▶ [Задания для выполнения]:
1/ Какие туфли надели на ноги в костюмерной, согласно отрывку о съемках?
2/ Воспроизведите дословно ту часть отрывка о съемках, которая открывается словами «свет, готовились к» и завершается словами «покой. Кажущийся покой.».

▶ [Предоставленный отрывок]:
_ _ _ _

Поплакала-поплакала, да и побежала в костюмерную. Одели
меня в простой костюм, какие продаются в наших магазинах. Сделали гладкую
прическу. На ноги надели туфли на небольшом каблучке. И... куда девалась артисточка
в мини-юбочке, в модных туфлях на платформе, с игривой челочкой по самые глаза.
Я смотрела на себя в зеркало и об этой женщине не знала ничего. Ничего. «Ставили»
свет, готовились к съемке... осветители, рабочие, гримеры, пиротехники,
костюмеры, администраторы — все проверяли свою готовность, прочищали свои
перышки перед командой «Мотор!»... Когда
нечего терять, кроме своих цепей, наступает недолгое расслабление, безразличие
к тому, что ты и как ты со стороны. Наступает вроде как покой. Кажущийся покой.
В этом состоянии все мозговые клетки задерживаются на одной мысли — той, что
победит. Именно она покажет выход. А если уж не выскочит такая сильная
спасительная мыслишка — тогда, «дочурка, пиши пропало». Важный
диалог директора с главным инженером. Молодой инженер берет под сомнение святое
понятие «энтузиазм», обрушиваясь на старого мастера цеха Колесова, который
готов для выполнения плана работать без выходных. «Недавно, знаете, старые
стены фабрики ломали, так взрывников пришлось вызывать, вот какие стены». Вот
откуда стены. Это ведь старые и новые традиции. Понятно. Я
выросла в трудовой семье. Многое в роли должно быть мне знакомым. Разве не на
моих глазах родители для общего дела могли не спать, не есть на благо
коллективу, стране? Так что же? Может, занесли меня роли другого амплуа в иной
мир и «я забыл свой кров родной»? А может, это тот случай, когда не пользуешься
какой-то вещью и она пылится в забвении?.. Или это — как ноги, которые затекли
от сидячей профессии и их надо усиленно тренировать? Как оживить или вынуть на
поверхность важный пласт моего истинного существа, который поможет мне стать самой
собой? А потом все в роли ляжет на меня? Или мое сольется с ролью? Как? С чего
начать? Ручки
взмахивают, изгибаются, ножки все норовят устроиться привычной восьмерочкой.
Все, проклятое, не оттуда. Да и спасительная мыслишка выпрыгнет и ускользнет —
мол, я тебе путь подсказала, а там уж давай сама. И пальто проклятое из твида
ненавижу, надо его убрать с глаз. «А вы ведь тоже небось не барские детки?»

_ _ _ _

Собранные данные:

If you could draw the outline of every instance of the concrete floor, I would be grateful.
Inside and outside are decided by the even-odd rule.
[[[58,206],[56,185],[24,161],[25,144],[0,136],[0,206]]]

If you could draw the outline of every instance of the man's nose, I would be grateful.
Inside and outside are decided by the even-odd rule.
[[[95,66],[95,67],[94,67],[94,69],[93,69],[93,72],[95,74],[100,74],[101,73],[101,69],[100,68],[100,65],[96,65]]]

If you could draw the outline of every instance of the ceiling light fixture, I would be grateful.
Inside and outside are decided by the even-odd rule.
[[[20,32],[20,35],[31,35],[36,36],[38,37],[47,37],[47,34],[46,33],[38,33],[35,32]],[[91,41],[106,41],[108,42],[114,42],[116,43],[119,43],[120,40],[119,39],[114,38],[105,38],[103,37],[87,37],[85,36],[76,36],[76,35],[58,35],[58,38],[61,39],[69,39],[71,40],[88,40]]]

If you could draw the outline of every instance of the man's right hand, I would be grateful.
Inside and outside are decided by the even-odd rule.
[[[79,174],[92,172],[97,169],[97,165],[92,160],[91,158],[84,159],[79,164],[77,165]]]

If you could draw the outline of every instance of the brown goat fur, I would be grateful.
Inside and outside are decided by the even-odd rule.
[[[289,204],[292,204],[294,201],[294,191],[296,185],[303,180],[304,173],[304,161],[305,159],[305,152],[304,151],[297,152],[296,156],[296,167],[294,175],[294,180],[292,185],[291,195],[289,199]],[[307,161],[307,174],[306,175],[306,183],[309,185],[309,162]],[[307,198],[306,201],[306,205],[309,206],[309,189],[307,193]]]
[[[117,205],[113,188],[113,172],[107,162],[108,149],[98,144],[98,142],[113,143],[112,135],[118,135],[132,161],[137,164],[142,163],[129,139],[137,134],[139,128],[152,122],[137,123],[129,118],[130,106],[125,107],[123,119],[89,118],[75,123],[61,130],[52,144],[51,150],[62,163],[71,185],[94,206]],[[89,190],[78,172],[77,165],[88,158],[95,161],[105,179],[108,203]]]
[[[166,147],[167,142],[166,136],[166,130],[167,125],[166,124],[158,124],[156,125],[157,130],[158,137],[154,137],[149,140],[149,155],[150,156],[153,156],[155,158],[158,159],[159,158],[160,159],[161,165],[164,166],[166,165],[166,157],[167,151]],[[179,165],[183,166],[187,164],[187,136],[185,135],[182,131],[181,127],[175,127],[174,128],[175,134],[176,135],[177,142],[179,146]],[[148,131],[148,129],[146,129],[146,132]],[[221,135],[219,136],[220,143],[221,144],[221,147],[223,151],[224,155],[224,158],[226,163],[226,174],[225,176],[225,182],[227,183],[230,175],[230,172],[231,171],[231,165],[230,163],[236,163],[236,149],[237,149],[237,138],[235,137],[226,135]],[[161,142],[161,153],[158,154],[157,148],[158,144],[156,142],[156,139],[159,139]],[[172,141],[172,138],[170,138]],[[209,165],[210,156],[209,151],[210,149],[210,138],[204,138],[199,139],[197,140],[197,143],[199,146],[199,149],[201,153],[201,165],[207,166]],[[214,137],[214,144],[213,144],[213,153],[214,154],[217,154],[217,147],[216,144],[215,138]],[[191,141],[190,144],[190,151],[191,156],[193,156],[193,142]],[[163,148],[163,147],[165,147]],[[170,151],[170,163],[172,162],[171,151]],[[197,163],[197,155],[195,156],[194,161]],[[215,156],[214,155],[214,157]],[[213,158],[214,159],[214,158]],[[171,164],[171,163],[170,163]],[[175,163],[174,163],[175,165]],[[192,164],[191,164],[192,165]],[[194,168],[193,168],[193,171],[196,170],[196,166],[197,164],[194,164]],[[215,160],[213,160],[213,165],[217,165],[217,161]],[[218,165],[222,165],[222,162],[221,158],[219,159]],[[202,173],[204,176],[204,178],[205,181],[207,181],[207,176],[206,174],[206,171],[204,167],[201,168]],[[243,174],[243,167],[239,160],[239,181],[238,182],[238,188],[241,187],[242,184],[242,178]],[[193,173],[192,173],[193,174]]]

_ _ _ _

▶ [Решения задач]:
1/ Туфли на небольшом каблучке.

2/
свет, готовились к съемке... осветители, рабочие, гримеры, пиротехники,
костюмеры, администраторы — все проверяли свою готовность, прочищали свои
перышки перед командой «Мотор!»... Когда
нечего терять, кроме своих цепей, наступает недолгое расслабление, безразличие
к тому, что ты и как ты со стороны. Наступает вроде как покой. Кажущийся покой.